- **Excerpt to read**
____

A couple of weeks ago I was reading an article in the Wall Street Journal about duopoly. A duopoly is an oligopoly limited to essentially two competitors. John Nash, the Nobel laureate economist, studied duopolies and showed that two powerful competitors will often act in a way that seems like collusion to keep smaller competitors out and exert tight control over a market, to their mutual benefit. The focus of the Wall Street Journal article was on the duopoly in American politics, the Democrat and Republican parties. However, there are numerous examples of duopoly in business, such as Visa and MasterCard, Airbus and Boeing, FedEx and UPS, just to mention a few. Recently, concerns have been raised that AT&T’s acquisition of T-Mobile will lead to a duopoly in the wireless industry with AT&T and Verizon controlling the market as a duopoly. Critics are complaining to the FCC that less competition in the mobile phone marketplace will lead to higher prices, fewer choices and poorer customer service.

____

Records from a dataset

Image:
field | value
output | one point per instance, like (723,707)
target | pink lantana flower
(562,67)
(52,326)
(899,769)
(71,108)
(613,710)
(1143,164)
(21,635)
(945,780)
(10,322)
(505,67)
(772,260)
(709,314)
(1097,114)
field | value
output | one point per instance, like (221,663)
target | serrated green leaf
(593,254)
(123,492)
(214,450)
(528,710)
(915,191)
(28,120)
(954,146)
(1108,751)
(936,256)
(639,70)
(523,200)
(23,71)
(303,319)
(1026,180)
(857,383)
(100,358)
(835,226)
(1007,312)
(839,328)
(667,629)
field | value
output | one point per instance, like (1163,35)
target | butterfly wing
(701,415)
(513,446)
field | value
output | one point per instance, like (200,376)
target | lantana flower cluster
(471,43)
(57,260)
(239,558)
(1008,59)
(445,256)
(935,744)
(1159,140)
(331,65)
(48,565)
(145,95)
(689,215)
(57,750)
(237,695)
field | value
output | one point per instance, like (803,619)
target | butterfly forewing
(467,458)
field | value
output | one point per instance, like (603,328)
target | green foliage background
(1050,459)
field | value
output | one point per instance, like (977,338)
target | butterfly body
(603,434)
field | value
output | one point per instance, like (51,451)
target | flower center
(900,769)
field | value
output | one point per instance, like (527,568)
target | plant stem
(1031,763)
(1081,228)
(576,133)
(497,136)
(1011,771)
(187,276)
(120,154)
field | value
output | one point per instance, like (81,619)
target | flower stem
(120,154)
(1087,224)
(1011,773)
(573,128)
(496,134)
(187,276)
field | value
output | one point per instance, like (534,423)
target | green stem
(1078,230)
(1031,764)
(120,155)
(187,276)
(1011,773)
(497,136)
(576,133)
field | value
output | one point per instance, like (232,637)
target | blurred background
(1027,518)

____

- **Task 1**
Can you sum up the passage on duopoly in two sentences?
- **Task 2**
In the passage on duopoly, what do critics tell the FCC that less competition in the mobile phone marketplace will lead to?
- **Task 3**
Extend the passage on duopoly, picking up after its final sentence.

- **Written answer 1**
A duopoly is an oligopoly limited to essentially two competitors, and John Nash showed that two such powerful competitors often act in a way that seems like collusion to keep smaller rivals out and tightly control a market. Examples include the Democrat and Republican parties, Visa and MasterCard, Airbus and Boeing, and FedEx and UPS, and critics are complaining to the FCC that AT&T's acquisition of T-Mobile will create a wireless duopoly with Verizon, bringing higher prices, fewer choices and poorer customer service.

- **Written answer 2**
Higher prices, fewer choices and poorer customer service.

- **Written answer 3**
It occurred to me that a similar situation exists in our industry. In our case, however, it is a triopoly rather than a duopoly with Waters, Agilent and Phenomenex dominating the HPLC column market. The creation of this triopoly has been facilitated by large corporations, particularly Big Pharma, aggressively reducing the numbers of column suppliers they buy from and bestowing “preferred vendor” status on just a few suppliers.  Procurement departments at these large companies then collude with their “preferred vendors” to limit the HPLC column choices available to their scientists. This is all done to save their company money.

Procurement professionals that implement these “preferred vendor” policies don’t see any problem in limiting the choices of scientists. HPLC columns are just consumables like latex gloves and pipette tips, aren’t they? And, after all, large companies, like Waters and Agilent, are sure to have the highest quality products and offer cutting edge innovation, so procurement isn’t really impeding the scientist’s work by limiting their choices, are they?

I see it differently. Innovation is not limited to just a few large companies, and neither is product quality. When scientists are denied choice, their ability to innovate and produce their best work is impeded. Limiting choice may seem like a good idea to the people in procurement who use spreadsheet management to control costs, but it cheats the company out of fully leveraging its most valuable resource, its scientists.